We anticipate spending approximately 70% of our 2011 capital in the western division where our production is essentially all oil and approximately 30% in our eastern division where production is mainly natural gas. If we plan to drill approximately 40 wells which represents about 60% of our total capital spending, of the 40 wells we plan to drill, 27 are expected to be in Michigan, seven in Wyoming, three in California and three are in Florida.

Similar to last year, due to the timing of some of our key projects and winter weather constraints in Wyoming and Michigan, we will only execute about 20% of our program during the first quarter with most of this work being done in Florida. The majority of our capital activity will take place in the second and third quarters which enables us to much better control costs.

We'll continue to focus rigorously on controlling operating expenses. Additionally, given the flexibility of our balanced asset portfolio, we will continue to evaluate project economics for our oil and gas opportunities as commodity prices change over the course of the year, and we will allocate our capital to the projects that provide the best return for the company.

With that, I’ll turn the call over to Jim.

Point annotation dataset records:
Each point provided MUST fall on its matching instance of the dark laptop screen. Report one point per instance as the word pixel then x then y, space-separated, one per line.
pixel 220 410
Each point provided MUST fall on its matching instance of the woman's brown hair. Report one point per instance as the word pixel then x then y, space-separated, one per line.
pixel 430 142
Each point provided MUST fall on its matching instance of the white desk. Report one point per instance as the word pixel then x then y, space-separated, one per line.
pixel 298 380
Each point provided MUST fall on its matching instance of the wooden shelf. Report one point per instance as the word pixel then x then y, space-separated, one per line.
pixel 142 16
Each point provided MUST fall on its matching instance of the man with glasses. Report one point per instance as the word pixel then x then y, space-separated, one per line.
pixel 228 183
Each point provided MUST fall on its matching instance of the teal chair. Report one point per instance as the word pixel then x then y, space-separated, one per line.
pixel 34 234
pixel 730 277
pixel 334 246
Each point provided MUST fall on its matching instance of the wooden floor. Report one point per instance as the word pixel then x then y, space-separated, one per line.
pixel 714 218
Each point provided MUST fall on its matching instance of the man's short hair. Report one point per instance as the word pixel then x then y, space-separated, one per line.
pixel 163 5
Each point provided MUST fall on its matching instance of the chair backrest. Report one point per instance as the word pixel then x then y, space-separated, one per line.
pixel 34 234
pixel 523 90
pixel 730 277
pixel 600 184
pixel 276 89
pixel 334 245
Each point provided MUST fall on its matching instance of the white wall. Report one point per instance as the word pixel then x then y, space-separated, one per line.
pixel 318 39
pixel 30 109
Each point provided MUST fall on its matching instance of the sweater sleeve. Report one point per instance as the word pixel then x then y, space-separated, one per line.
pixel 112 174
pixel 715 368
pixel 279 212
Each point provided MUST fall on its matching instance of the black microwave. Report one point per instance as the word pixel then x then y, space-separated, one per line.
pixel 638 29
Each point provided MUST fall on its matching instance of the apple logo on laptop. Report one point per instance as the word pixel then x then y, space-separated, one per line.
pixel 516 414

PROBLEM TO SOLVE:
Retype the passage on capital spending plans word for word, from "We anticipate spending" up to and including "are in Florida.". The records have nothing to do with what comes next.

RESPONSE TO THIS EXERCISE:
We anticipate spending approximately 70% of our 2011 capital in the western division where our production is essentially all oil and approximately 30% in our eastern division where production is mainly natural gas. If we plan to drill approximately 40 wells which represents about 60% of our total capital spending, of the 40 wells we plan to drill, 27 are expected to be in Michigan, seven in Wyoming, three in California and three are in Florida.